*Reading passage*.
********************

New York is in the part 3 poll >_< sorry


----------



## Noctis (Apr 4, 2012)

Washington

The weather, climate, picturesque landscape


----------



## outofplace (Dec 19, 2012)

I wish this question was asked 10 years ago because I've lived in Florida most of my life and decided it was time for a new start. So I chose Arizona. Why, well the weather is tolerable (minus the summer months), their is no high humidity, cost of living is reasonable compared to Florida, smaller town feel, people are a lot more friendlier and will go out of their way to say "Hi" or "Good morning" and affordable housing. 

I haven't regretted my decision since.


----------



## Roland Khan (May 10, 2009)

Alaska. I like the cold and the dark, plus I've seen "30 Days of Night" and think that would be fun as shit.


----------



## Yobi (Jun 17, 2013)

I'm surprised no one said Hawaii yet. Hmm.. It must be over-rated.


----------



## ParetoCaretheStare (Jan 18, 2012)

Colorado. My little brother's getting sent over there and we planned to be near each other when we become become adults and marry our significant others. Now that's sibling friendship for life.


----------



## Yobi (Jun 17, 2013)

I feel like everyone is moving to Colorado lately.


----------



## Chaerephon (Apr 28, 2013)

I like where I live in California. I wouldn't want to live in any other state I've visited.


----------

********************

Repeat, word for word, the part of the thread about which state to live in from "The weather, climate, picturesque" to "my decision since.".

*Raw data*.

********************

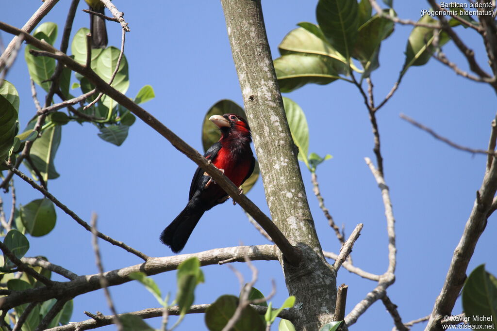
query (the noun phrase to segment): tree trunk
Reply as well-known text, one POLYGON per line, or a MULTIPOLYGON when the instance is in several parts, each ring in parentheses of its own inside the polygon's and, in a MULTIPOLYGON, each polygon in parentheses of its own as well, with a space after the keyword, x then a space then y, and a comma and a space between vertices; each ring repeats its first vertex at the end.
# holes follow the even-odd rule
POLYGON ((323 255, 276 81, 260 0, 221 0, 228 34, 253 135, 273 221, 302 251, 300 265, 280 255, 297 330, 332 320, 336 273, 323 255))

********************

*Worked solution*.
The weather, climate, picturesque landscape


----------



## outofplace (Dec 19, 2012)

I wish this question was asked 10 years ago because I've lived in Florida most of my life and decided it was time for a new start. So I chose Arizona. Why, well the weather is tolerable (minus the summer months), their is no high humidity, cost of living is reasonable compared to Florida, smaller town feel, people are a lot more friendlier and will go out of their way to say "Hi" or "Good morning" and affordable housing. 

I haven't regretted my decision since.